**Data records:**
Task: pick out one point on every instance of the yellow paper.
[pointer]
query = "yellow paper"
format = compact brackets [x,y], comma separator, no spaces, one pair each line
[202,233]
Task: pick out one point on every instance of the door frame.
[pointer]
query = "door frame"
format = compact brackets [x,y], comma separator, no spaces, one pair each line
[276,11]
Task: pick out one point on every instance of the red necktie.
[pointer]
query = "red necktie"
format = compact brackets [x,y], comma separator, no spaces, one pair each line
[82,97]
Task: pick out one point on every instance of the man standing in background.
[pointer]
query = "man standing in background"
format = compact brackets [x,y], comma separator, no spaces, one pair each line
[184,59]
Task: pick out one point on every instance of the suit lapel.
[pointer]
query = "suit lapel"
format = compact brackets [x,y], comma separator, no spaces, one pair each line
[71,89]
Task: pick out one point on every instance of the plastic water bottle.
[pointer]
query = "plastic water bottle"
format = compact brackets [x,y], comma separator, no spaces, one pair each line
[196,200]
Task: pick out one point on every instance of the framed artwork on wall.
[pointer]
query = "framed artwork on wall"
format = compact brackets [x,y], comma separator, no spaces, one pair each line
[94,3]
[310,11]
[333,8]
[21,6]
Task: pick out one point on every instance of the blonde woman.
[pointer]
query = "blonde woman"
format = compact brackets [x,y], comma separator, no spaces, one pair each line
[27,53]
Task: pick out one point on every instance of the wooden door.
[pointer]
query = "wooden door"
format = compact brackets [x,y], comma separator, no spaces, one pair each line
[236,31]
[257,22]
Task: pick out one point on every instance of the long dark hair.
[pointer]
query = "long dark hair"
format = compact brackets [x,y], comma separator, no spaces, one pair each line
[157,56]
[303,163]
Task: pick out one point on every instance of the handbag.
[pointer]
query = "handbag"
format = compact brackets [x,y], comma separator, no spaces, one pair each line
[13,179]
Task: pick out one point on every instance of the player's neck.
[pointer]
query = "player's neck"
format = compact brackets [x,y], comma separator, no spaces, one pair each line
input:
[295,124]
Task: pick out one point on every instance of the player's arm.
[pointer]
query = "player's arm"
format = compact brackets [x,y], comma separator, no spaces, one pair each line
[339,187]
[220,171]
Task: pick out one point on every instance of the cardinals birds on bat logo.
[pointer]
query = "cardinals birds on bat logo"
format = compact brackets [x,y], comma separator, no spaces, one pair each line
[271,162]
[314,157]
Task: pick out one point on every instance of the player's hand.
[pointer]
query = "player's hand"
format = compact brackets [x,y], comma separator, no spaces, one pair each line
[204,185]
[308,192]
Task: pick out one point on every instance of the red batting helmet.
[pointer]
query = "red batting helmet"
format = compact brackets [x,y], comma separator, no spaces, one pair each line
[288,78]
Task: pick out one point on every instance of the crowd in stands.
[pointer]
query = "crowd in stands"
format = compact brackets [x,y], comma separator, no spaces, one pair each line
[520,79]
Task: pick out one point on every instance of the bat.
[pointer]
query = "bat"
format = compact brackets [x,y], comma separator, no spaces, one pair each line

**Problem requirements:** In full and without change, transcribe every line of the records above.

**Result for this exercise:**
Task: pick out one point on every instance of the yellow paper.
[pointer]
query = "yellow paper"
format = compact brackets [x,y], comma separator, no spaces, one pair each line
[202,233]
Task: pick out one point on every instance of the door frame.
[pointer]
query = "door frame"
format = compact brackets [x,y], comma separator, no spaces, one pair each line
[276,11]
Task: pick out one point on every instance of the red necktie.
[pointer]
query = "red necktie"
format = compact brackets [x,y], comma separator, no spaces, one pair each line
[82,97]
Task: pick out one point on every instance of the man standing in background.
[pointer]
query = "man standing in background"
format = compact brackets [x,y], comma separator, no spaces, one pair each line
[184,59]
Task: pick out one point on every instance of the suit lapel.
[pointer]
query = "suit lapel"
format = compact brackets [x,y], comma separator, no spaces, one pair each line
[71,89]
Task: pick out one point on every instance of the plastic water bottle.
[pointer]
query = "plastic water bottle"
format = compact brackets [x,y], comma separator, no spaces, one pair each line
[196,200]
Task: pick out one point on every instance of the framed artwork on wall.
[pointer]
query = "framed artwork on wall"
format = compact brackets [x,y], comma separator, no spaces, one pair each line
[94,3]
[310,11]
[333,8]
[21,6]
Task: pick out one point on every instance of the blonde woman.
[pointer]
query = "blonde woman"
format = compact brackets [x,y], comma separator, no spaces, one pair each line
[27,53]
Task: pick out one point on every instance of the wooden door.
[pointer]
query = "wooden door"
format = compact brackets [x,y], comma separator, no spaces, one pair each line
[236,31]
[257,22]
Task: pick out one point on every instance of the long dark hair.
[pointer]
query = "long dark hair"
format = compact brackets [x,y], comma separator, no spaces, one pair each line
[157,56]
[303,163]
Task: pick out one point on every instance of the handbag.
[pointer]
query = "handbag"
format = compact brackets [x,y], comma separator, no spaces, one pair each line
[13,179]
Task: pick out one point on every instance of the player's neck.
[pointer]
query = "player's neck"
format = compact brackets [x,y], comma separator, no spaces, one pair each line
input:
[295,124]
Task: pick out one point on every instance of the player's arm.
[pointer]
query = "player's arm"
format = compact brackets [x,y], comma separator, no spaces, one pair each line
[339,187]
[220,171]
Task: pick out one point on every instance of the cardinals birds on bat logo.
[pointer]
query = "cardinals birds on bat logo"
format = compact brackets [x,y], comma separator, no spaces, one pair each line
[271,162]
[314,157]
Task: pick out one point on every instance of the player's hand.
[pointer]
query = "player's hand"
format = compact brackets [x,y], comma separator, no spaces, one pair each line
[204,185]
[308,192]
Task: pick out one point on every instance of the red batting helmet.
[pointer]
query = "red batting helmet"
format = compact brackets [x,y], comma separator, no spaces, one pair each line
[288,78]
Task: pick out one point on every instance of the crowd in stands.
[pointer]
query = "crowd in stands"
format = compact brackets [x,y], comma separator, no spaces, one pair each line
[520,79]
Task: pick out one point on every instance of the bat.
[pointer]
query = "bat"
format = compact brackets [x,y], comma separator, no spaces, one pair each line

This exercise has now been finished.